§ Job: Copy every line from the one containing "shaped like (554,612)." through the last line of the records below, both included, and nothing else.

§ Listed records:
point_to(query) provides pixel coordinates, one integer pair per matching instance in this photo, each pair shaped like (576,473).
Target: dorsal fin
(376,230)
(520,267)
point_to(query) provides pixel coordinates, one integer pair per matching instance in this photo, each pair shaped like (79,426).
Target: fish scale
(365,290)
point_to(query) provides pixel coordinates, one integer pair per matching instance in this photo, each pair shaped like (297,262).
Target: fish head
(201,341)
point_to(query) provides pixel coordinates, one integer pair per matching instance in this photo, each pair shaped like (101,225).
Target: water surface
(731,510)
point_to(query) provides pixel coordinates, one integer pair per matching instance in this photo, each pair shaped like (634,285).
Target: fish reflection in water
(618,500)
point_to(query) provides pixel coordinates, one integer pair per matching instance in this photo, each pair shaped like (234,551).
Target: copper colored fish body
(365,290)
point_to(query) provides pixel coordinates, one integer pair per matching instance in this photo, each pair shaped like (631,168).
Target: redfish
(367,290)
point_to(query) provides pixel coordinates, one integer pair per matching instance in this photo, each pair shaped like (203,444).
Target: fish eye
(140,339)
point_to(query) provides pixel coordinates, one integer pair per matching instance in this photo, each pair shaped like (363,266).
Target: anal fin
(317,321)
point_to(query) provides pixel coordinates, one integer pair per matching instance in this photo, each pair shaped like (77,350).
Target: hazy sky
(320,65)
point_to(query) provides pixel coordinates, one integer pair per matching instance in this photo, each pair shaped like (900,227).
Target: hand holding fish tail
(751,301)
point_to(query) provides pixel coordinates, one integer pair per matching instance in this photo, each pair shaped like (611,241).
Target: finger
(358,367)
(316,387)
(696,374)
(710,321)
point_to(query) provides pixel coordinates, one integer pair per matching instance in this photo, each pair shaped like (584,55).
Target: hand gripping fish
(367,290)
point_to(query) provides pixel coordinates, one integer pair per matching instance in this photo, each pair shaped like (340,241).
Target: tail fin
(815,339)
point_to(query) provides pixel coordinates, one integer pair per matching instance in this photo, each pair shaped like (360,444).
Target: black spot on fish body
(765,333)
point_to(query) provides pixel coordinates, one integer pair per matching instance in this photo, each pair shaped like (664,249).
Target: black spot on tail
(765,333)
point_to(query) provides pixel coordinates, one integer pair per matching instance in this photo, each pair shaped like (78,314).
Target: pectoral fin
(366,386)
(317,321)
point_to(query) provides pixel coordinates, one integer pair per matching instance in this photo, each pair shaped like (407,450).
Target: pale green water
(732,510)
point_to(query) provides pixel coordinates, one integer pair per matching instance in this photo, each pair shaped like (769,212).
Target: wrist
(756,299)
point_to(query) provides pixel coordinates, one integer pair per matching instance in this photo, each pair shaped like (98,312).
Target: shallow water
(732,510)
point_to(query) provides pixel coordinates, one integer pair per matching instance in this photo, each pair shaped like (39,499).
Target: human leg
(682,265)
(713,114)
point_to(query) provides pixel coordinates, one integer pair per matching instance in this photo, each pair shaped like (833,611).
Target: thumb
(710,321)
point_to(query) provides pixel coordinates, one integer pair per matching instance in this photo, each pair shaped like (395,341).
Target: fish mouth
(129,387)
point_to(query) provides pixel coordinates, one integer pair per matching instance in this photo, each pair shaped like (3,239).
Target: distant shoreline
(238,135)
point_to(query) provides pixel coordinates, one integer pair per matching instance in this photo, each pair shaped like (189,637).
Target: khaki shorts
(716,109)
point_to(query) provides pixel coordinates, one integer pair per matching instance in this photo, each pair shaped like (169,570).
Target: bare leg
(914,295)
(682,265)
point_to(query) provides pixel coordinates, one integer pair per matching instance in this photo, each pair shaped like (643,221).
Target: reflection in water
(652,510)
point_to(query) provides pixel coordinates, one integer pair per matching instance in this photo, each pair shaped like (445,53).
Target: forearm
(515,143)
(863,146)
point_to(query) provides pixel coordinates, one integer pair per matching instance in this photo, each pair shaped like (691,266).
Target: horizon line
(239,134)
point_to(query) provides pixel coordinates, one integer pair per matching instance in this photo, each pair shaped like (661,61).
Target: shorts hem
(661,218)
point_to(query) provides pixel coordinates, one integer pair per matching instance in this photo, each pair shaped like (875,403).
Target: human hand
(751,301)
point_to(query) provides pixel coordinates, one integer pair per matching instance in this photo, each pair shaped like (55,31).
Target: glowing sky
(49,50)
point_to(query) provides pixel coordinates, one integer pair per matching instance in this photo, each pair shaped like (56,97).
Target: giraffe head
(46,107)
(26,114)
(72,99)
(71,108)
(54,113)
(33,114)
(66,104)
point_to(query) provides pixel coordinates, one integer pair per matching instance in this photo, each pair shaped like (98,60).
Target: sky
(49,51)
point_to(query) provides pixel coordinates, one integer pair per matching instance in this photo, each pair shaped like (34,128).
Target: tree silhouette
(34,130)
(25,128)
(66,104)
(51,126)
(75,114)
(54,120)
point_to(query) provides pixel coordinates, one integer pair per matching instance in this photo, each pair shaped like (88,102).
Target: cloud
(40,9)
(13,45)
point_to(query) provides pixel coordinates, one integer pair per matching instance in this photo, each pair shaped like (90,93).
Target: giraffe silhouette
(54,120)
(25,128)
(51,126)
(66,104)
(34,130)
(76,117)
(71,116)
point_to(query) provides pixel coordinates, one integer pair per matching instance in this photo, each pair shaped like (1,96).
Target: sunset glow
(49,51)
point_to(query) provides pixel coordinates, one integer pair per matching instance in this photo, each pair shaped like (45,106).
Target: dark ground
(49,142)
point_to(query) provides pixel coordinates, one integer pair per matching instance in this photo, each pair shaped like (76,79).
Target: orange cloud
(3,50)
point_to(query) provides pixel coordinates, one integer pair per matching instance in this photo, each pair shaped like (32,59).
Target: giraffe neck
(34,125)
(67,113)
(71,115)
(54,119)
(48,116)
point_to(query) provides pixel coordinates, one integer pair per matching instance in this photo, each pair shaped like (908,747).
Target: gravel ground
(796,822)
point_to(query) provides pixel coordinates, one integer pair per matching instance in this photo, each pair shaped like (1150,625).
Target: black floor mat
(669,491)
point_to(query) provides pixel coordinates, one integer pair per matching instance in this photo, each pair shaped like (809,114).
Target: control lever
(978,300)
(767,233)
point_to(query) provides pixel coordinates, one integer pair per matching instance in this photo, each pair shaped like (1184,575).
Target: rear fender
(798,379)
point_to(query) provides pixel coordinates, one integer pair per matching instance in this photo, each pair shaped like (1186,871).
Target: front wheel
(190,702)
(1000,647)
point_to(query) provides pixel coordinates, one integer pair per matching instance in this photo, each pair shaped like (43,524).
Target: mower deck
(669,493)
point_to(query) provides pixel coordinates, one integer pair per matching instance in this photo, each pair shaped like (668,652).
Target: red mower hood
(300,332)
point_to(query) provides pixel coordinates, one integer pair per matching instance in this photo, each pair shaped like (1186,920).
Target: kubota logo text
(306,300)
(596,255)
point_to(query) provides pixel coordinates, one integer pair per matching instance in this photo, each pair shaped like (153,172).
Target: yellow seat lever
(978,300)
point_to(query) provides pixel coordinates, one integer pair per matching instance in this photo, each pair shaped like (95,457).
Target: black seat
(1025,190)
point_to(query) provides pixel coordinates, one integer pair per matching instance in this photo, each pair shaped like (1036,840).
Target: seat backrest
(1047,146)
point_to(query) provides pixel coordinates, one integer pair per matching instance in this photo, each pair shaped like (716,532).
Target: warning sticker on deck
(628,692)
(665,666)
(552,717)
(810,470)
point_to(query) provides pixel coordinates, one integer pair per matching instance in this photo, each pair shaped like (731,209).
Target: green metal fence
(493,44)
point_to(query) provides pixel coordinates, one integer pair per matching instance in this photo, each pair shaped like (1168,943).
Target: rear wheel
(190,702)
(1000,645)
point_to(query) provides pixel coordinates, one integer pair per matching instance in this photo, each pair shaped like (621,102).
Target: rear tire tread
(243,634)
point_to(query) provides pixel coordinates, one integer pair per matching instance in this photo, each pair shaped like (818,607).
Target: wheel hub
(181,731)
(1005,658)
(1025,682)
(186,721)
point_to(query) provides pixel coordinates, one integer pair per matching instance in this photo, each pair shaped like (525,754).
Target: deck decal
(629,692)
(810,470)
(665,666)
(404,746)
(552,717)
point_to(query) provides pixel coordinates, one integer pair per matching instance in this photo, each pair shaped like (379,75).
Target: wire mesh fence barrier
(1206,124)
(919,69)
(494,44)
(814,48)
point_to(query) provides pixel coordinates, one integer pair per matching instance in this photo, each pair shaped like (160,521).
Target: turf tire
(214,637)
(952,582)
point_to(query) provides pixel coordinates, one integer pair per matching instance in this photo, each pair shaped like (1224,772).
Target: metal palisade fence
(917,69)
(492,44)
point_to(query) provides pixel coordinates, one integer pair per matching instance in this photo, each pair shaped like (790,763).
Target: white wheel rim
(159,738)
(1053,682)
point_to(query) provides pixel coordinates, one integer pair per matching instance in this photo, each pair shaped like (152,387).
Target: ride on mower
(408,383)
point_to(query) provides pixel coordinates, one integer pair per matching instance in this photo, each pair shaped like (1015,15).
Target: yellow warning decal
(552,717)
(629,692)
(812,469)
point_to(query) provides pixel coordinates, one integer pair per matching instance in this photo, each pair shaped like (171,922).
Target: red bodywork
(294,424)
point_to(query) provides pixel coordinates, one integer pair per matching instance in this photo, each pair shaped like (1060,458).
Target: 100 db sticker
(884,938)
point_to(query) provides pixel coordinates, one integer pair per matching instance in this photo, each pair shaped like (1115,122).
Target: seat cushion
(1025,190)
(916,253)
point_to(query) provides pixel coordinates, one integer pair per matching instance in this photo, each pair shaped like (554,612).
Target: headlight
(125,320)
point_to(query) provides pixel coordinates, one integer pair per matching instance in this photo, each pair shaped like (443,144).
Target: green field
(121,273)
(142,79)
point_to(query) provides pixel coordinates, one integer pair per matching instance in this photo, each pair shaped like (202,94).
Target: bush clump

§ Solved exercise:
point_to(query) provides pixel coordinates, one integer pair per matching instance in this photo, each pair shaped like (554,612).
Target: headlight
(125,320)
point_to(query) provides pixel coordinates, one integer pair per matching instance in this photo, each pair shaped like (443,144).
Target: green field
(121,273)
(142,79)
point_to(query) provides pixel coordinates, one integer pair per matching instance in this photo, each pair shaped like (202,94).
Target: bush clump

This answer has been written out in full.